### TO DO
Of the entries below, return only those lines from the line with "Query: layered rock strata" to the line with "Query: eroded rock surface", exactly, both included.

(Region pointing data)
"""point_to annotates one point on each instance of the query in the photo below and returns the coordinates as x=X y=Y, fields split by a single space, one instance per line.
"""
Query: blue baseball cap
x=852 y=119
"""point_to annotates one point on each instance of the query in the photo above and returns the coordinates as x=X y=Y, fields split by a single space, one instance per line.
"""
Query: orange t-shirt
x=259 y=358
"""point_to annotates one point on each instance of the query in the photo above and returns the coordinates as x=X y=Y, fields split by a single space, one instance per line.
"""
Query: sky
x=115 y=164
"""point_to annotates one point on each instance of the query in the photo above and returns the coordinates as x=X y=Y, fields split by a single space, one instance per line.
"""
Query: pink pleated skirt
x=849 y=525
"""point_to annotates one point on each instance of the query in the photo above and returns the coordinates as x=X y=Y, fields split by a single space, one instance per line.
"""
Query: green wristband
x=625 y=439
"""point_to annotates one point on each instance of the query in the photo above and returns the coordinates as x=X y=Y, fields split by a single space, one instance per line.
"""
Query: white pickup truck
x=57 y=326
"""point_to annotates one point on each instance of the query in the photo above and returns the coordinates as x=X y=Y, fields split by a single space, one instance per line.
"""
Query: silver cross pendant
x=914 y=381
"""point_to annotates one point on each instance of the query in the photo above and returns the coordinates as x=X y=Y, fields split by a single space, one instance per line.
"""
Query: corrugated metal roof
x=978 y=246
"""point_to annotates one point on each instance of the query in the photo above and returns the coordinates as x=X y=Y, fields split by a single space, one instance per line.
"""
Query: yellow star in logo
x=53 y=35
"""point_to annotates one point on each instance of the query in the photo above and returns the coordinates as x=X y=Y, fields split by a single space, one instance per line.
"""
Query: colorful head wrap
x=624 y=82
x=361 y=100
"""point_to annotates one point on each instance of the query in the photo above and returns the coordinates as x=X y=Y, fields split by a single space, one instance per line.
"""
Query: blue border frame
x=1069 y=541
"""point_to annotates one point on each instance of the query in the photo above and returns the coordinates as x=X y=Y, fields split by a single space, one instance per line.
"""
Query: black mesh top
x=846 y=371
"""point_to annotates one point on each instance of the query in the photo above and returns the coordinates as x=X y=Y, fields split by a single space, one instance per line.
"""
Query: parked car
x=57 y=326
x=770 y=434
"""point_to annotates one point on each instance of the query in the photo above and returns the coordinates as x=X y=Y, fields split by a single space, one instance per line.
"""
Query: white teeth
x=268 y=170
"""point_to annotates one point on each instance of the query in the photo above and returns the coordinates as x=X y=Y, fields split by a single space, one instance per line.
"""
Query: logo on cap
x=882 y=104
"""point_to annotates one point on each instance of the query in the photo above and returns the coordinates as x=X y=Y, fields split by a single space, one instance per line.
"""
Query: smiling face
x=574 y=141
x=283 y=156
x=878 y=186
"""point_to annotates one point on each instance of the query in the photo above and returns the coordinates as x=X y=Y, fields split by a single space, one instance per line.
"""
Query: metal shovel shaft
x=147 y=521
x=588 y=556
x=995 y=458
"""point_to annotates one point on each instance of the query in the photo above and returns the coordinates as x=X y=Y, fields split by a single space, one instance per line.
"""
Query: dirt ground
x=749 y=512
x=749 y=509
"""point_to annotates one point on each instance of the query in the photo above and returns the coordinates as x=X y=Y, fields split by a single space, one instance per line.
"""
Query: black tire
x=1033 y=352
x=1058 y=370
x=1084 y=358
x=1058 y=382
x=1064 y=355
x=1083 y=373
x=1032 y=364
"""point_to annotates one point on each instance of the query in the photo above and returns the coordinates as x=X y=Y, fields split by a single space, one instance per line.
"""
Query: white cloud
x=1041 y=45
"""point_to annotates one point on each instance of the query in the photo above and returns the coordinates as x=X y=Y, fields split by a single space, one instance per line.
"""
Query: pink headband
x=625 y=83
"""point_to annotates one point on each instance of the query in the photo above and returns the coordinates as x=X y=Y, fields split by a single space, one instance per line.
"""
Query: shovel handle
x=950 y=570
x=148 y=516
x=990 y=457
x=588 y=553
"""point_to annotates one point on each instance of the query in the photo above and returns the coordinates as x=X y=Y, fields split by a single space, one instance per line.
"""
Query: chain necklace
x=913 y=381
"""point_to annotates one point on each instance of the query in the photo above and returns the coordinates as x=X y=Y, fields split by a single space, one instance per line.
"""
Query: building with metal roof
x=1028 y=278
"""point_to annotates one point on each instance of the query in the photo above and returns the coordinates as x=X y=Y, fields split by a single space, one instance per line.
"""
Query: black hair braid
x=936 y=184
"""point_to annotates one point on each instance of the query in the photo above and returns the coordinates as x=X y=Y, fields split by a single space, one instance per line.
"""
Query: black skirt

--

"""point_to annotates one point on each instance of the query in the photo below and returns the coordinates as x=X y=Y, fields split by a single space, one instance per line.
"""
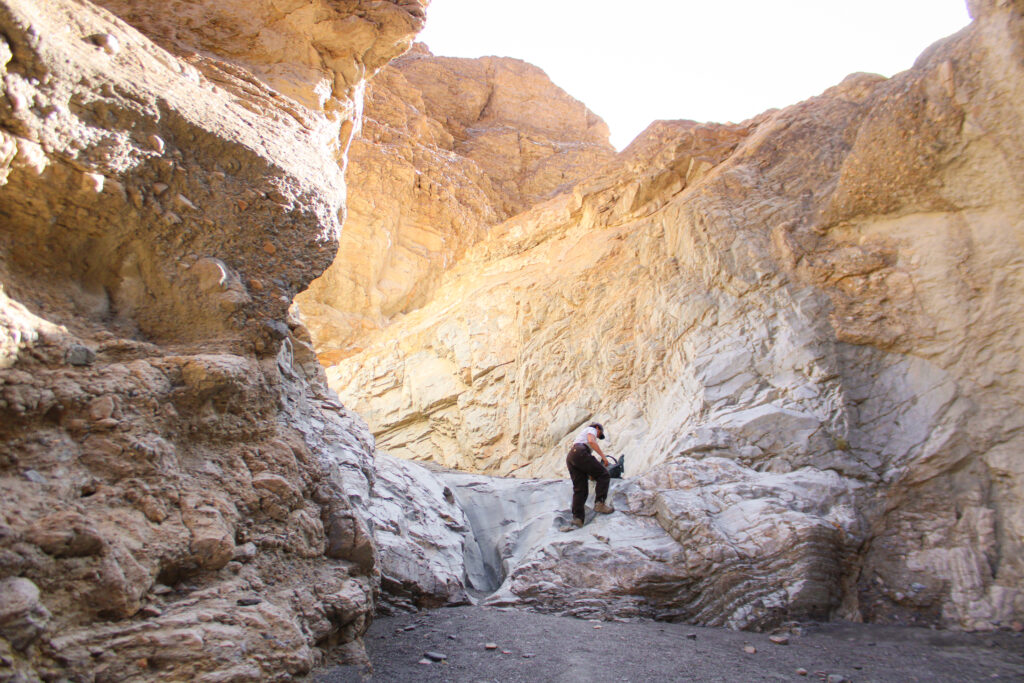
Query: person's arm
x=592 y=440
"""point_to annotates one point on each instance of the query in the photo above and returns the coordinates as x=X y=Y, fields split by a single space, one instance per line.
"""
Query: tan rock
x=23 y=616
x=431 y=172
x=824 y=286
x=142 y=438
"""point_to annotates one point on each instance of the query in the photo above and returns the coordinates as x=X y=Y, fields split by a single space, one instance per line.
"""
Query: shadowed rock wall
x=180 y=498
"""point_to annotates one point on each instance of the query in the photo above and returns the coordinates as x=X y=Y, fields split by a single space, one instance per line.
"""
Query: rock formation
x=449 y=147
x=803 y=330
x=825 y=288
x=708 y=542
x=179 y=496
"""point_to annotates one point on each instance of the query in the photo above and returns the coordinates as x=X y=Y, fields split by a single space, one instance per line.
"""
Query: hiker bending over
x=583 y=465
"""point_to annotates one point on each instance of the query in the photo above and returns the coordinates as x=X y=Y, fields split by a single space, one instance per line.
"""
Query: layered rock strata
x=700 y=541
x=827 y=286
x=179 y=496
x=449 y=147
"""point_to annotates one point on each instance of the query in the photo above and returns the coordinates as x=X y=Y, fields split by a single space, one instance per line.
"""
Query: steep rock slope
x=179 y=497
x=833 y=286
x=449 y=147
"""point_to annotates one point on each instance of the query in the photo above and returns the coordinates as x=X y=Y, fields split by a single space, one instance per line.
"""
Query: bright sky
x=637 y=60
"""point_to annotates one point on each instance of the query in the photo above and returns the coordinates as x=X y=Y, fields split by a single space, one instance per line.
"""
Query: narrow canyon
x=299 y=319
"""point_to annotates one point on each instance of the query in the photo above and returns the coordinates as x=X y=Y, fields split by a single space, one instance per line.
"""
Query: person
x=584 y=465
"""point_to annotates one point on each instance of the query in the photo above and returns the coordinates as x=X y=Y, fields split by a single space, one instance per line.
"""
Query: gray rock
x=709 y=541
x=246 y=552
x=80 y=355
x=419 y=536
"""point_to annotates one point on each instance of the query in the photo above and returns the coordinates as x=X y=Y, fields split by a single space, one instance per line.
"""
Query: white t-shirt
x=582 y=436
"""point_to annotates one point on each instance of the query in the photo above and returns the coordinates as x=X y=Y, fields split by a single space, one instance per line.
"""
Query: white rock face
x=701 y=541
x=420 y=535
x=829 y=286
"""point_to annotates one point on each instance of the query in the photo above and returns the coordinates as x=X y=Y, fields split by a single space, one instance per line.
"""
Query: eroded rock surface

* * *

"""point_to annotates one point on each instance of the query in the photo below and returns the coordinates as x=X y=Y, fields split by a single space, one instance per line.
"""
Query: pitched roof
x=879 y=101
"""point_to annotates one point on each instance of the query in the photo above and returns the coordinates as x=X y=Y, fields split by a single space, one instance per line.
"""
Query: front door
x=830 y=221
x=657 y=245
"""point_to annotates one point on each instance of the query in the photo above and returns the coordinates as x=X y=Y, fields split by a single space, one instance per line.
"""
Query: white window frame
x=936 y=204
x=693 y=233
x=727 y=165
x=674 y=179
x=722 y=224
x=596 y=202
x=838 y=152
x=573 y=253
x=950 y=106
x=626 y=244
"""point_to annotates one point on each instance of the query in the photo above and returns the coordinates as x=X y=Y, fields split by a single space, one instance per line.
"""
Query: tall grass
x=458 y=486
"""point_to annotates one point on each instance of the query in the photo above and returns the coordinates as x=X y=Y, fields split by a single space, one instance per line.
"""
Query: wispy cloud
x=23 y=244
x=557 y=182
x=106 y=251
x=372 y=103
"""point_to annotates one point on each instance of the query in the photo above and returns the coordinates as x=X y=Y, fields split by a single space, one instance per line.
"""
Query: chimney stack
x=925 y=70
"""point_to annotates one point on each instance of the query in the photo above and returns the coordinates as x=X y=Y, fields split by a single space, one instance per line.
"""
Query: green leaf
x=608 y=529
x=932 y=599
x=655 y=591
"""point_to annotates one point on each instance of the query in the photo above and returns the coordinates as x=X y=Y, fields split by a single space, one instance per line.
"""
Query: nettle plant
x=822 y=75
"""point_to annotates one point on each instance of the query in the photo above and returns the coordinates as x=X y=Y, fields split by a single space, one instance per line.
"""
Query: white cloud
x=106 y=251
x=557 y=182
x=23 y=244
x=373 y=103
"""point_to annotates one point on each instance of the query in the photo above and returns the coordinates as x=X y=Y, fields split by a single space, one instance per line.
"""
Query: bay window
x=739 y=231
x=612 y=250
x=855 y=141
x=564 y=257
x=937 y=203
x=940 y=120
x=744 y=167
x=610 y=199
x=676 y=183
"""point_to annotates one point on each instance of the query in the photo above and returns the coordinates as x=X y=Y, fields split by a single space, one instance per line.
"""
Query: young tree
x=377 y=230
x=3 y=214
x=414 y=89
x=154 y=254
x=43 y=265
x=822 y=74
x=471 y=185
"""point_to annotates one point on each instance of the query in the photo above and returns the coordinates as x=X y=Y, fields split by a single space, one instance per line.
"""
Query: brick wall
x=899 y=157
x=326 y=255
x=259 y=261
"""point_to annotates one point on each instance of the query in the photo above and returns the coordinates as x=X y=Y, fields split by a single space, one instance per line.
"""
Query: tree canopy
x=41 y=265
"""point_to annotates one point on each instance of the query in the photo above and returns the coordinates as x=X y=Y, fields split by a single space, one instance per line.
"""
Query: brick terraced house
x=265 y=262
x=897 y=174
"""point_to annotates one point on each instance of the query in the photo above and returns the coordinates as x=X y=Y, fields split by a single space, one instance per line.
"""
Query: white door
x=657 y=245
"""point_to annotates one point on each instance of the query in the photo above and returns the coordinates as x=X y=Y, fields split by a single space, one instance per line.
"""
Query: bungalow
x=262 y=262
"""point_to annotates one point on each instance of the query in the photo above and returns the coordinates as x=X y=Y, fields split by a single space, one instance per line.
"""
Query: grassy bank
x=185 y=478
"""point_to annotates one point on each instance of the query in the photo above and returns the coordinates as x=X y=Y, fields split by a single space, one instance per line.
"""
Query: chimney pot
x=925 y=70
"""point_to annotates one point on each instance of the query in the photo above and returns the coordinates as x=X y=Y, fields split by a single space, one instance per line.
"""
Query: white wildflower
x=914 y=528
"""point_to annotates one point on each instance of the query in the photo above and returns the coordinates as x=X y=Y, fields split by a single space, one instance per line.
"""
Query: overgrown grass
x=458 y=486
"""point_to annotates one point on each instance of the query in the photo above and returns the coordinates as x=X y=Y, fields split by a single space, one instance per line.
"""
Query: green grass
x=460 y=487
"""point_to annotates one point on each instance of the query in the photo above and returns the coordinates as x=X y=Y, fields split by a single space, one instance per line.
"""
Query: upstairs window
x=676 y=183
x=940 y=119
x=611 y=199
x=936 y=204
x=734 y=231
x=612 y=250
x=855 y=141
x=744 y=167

### RESPONSE TO THIS TASK
Query: layered rock strata
x=700 y=541
x=827 y=286
x=179 y=496
x=449 y=147
"""point_to annotates one point on each instance of the query in the photo above and returns the coordinates as x=X y=Y, fields split by a single space, one instance per line.
"""
Query: steep rock slope
x=179 y=497
x=833 y=286
x=449 y=147
"""point_to annotates one point on each instance of the query in the photo above and returns the coordinates as x=X y=Y, fields split by a single space, one instance per line.
"""
Query: bright sky
x=637 y=60
"""point_to annotates one point on each instance of the query in the photo above and returns the coordinates as x=X y=Y, fields split by a single space, one instance per line.
"""
Query: narrow canyon
x=299 y=319
"""point_to annotates one point on each instance of the query in the photo above and returns the coordinates as x=X y=Y, fields split by a single space, one instance per line.
"""
Query: person
x=584 y=465
"""point_to annotates one point on each instance of the query in the photo above and returns the coordinates as x=X y=Y, fields split by a single space, one instance per line.
"""
Query: gray rock
x=709 y=541
x=246 y=552
x=80 y=355
x=419 y=536
"""point_to annotates one point on each instance of the query in the photo above and returns the coordinates as x=X y=Y, fields split by a single space, one instance per line.
"""
Query: white t-shirt
x=582 y=436
"""point_to annotates one point on each instance of the query in the photo above and returns the coordinates as x=X y=Y, fields split by a single space, one instance per line.
"""
Query: white rock face
x=701 y=541
x=420 y=535
x=829 y=286
"""point_to annotates one point on each instance of the query in the photo above and returns the coordinates as x=X y=Y, fields split by a single space, one instance per line.
"""
Query: eroded rock surface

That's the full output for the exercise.